(Labeled-object pointing records)
start
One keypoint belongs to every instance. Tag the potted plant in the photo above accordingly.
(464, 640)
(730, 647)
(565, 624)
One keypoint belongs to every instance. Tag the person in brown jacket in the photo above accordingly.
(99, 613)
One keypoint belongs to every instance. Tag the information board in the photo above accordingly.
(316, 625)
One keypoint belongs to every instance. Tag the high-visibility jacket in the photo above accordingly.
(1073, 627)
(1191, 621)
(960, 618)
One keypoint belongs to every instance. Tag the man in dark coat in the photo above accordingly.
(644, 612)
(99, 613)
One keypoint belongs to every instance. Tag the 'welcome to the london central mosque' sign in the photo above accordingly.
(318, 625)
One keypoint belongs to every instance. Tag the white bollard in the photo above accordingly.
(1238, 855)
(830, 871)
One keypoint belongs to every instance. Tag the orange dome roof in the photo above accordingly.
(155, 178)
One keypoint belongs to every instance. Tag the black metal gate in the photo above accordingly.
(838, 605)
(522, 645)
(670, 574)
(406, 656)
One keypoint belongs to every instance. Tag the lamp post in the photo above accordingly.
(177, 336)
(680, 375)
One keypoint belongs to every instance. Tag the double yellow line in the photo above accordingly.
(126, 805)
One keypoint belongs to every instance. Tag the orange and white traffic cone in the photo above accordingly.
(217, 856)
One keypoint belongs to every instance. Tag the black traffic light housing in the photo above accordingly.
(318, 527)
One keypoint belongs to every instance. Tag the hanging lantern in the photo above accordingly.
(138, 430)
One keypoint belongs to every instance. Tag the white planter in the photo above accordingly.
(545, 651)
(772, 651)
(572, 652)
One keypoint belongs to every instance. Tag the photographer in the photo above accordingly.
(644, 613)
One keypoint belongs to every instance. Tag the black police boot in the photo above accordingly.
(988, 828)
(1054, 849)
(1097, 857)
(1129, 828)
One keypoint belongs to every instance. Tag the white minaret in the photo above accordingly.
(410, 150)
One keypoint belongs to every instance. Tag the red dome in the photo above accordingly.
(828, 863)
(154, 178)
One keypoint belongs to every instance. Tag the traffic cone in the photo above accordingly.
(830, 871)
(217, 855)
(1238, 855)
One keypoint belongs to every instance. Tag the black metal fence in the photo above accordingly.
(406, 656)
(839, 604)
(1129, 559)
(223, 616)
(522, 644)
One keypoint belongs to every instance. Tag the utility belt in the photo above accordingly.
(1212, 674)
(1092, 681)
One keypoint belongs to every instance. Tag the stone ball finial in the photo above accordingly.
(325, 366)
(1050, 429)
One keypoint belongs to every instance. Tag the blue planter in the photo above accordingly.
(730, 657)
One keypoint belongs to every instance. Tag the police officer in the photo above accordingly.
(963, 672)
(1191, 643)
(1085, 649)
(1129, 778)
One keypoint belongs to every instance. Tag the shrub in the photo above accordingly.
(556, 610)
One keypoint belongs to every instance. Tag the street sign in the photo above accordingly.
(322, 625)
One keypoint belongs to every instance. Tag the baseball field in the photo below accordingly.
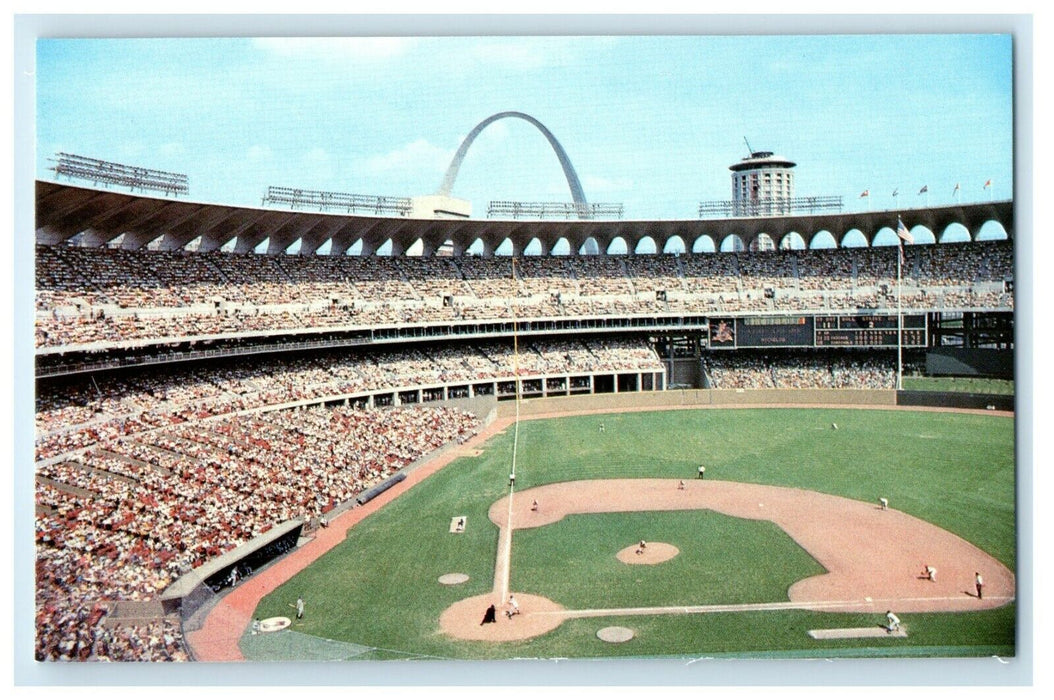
end
== REQUIREMENT ==
Return every line of the records above that contains the string "sign".

== RIGHT ANSWER ==
One keypoint belongs to every instance. Tag the 'welcome to the london central mosque' sign in the photo above accordingly.
One keypoint belongs to every instance. Tag the street sign in the photo above accordingly.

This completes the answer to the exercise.